> PROBLEMS TO SOLVE:
A - Reproduce word for word the part of the comment thread on powering a metal foundry between "The fact that" and "in a blizzard.", inclusive.
B - Which kinds of greenhouse gas emissions does the comment thread on powering a metal foundry list when one commenter describes where their optimism does not extend?
C - Write the next reply in the comment thread on powering a metal foundry, picking up after its final comment.

> PASSAGE FOR REVIEW:
-*-*-

Pretend you are a metal foundry.

Good luck.

3 comments

Okay, I'm moving my metal foundry to a location that's sunny all year round, just like I've previously moved it to Iceland for geothermal or next to big hydro dams. Cheap energy makes it worthwhile.
"Solar is viable if we depopulate the temperate zones"

Great argument for an energy source

Not what they said.

You do seem to be developing a habit of arguing against what you want others to have written instead of what they actually wrote.

That's not going to be effective here.

The fact that you can do this and still be a bit cheaper for those periods than nuclear power is what makes it really ridiculous:

https://theecologist.org/2016/feb/17/wind-power-windgas-chea...

Of course, we'll never stop building nuclear power in spite of this because it provides indirect subsidies for the military.

That windgas study is rather poor. I responded to that a few months ago in https://news.ycombinator.com/item?id=40834377#40853888
Big fat wire to somewhere which isn't in a blizzard.

Or just build the metal foundry in the non-blizzard-prone area in the first place, because the blizzard takes out power lines even if there was a nuclear reactor on the other end.

I've done the maths, and I'd it wasn't for geopolitics, China makes enough Aluminium to make an HVDC grid so thick that it would have so little resistance that they could usefully connect every grid in the world for a cost of 250e9 USD for the Aluminium.

Scaled down to just the USA, no international stuff, it's something you can easily do if someone convinces Trump or Musk to delete any internal obstruction.

Your last sentence sounds optimistic. Load-bearing "easily". Any convincing needs to demonstrate that also the "libs are owned".
If they need to make it a culture war thing, they could just call it the Keystone pipeline of electricity, or the Trump Powerline, or similar.

(As a non American, I may be misjudging this: I don't care too much about US culture wars, they don't connect to me any more than the US or Chinese sports teams whose names I don't know).

You may be correct that I am over-optimistic, though for what it's worth my optimism is not universal to all of the aspects of Musk let alone Trump (mostly pessimistic about him), and not with regard to other greenhouse gas emissions besides electrical, heating, and transportation.

"Thousands of miles of big wires are free"

Why don't we just assume that power will be free and infinite and plug our grid into that assumption? We can even write it down on the socket and paint it green, based on how these arguments always read out that's the only thing needed to maintain electrified high tech society.

-*-*-

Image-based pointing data
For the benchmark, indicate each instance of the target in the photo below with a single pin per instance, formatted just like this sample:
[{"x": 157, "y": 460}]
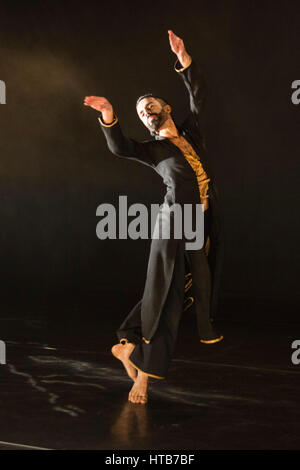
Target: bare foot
[
  {"x": 122, "y": 352},
  {"x": 138, "y": 393}
]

-*-*-

> PER-TASK ANSWERS:
A -
The fact that you can do this and still be a bit cheaper for those periods than nuclear power is what makes it really ridiculous:

https://theecologist.org/2016/feb/17/wind-power-windgas-chea...

Of course, we'll never stop building nuclear power in spite of this because it provides indirect subsidies for the military.

That windgas study is rather poor. I responded to that a few months ago in https://news.ycombinator.com/item?id=40834377#40853888
Big fat wire to somewhere which isn't in a blizzard.

B -
- electrical
- heating
- transportation

C -
Me: "world for a cost of 250e9 USD for the Aluminium"

You: "Thousands of miles of big wires are free"

If anywhere's going to get mixed up between "250 billion dollars" and "free", it's going to be politics.

>"If we buy nuclear power plants on Temu we can have a 1GW reactor for $1000, but most likely it will be on sale (lucky us!) so it's actually more like $400 per reactor. And if we use green thorium then the fuel is $2.50 for ten years"

I reconstructed your argument to be in favor of nuclear power, and because I mentioned Temu as a source it actually have an infinite amount of more ties to reality than your story did.

Wow no wonder people like to argue for green energy if it's this easy to make up arguments for it

You've done as bad a job of that as GPT-2. Not ChatGPT, just 2.

You can very easily look up the resistivity of aluminium, which will tell you that if you want a loop around the equator to have a resistance of one ohm over that length, it needs to be about a square metre cross section. You can look up the density and the cost, too. You get around 250 billion dollars depending on the exact market price when you were looking it up.

You suggest buying 100 million metric ton of aluminium when the global annual production is 70 million. And magically you'll get it delivered as a pre-installed global power grid as opposed to ingots.

Just like when you go for a cup of coffee at a cafe and you only pay the commodity price of coffee beans, which at like $5 per kg and 20 grams of coffee per cup means a cup at starcucks is just 10cents. Right?